[Items from a data source]
━━━━━━━━━━

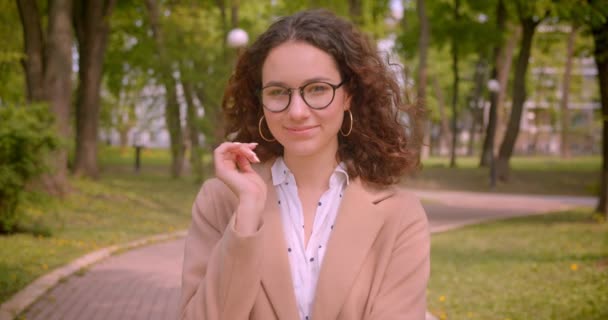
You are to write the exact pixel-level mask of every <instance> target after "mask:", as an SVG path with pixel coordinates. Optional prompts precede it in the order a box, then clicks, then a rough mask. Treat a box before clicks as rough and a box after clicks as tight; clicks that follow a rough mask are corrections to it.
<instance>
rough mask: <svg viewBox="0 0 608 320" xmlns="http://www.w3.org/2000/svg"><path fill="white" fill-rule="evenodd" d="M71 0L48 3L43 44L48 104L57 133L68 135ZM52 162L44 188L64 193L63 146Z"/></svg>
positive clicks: (45, 75) (65, 191) (45, 91)
mask: <svg viewBox="0 0 608 320" xmlns="http://www.w3.org/2000/svg"><path fill="white" fill-rule="evenodd" d="M71 16H72V1H71V0H54V1H51V2H50V4H49V25H48V43H47V46H46V60H45V63H44V64H45V66H46V70H45V75H44V84H45V85H44V88H45V89H44V91H45V92H46V93H47V97H48V101H49V107H50V109H51V111H52V113H53V114H54V115H55V123H56V127H57V131H58V132H59V136H60V137H61V138H62V139H64V140H65V141H67V140H68V139H69V138H70V122H69V121H70V103H71V98H72V77H71V76H72V25H71ZM51 163H52V164H51V165H52V167H53V168H54V169H55V171H54V174H53V175H49V176H45V177H44V178H43V182H44V184H45V186H46V189H47V190H54V193H57V194H64V193H66V192H67V186H68V182H67V167H68V152H67V150H66V149H65V148H63V149H61V150H59V151H57V152H56V153H54V155H53V156H52V159H51Z"/></svg>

━━━━━━━━━━

-- TASK TO CARRY OUT --
Each line above that contains the string "instance" should be identified and copied.

-- EXERCISE OUTPUT --
You are to write the exact pixel-level mask of every <instance> target after "mask:", as an SVG path with pixel coordinates. Optional prompts precede it in the order a box, then clicks, then a rough mask. Treat a box before clicks as rough and a box after clicks as tight; clicks that follow a rough mask are corrections to it.
<instance>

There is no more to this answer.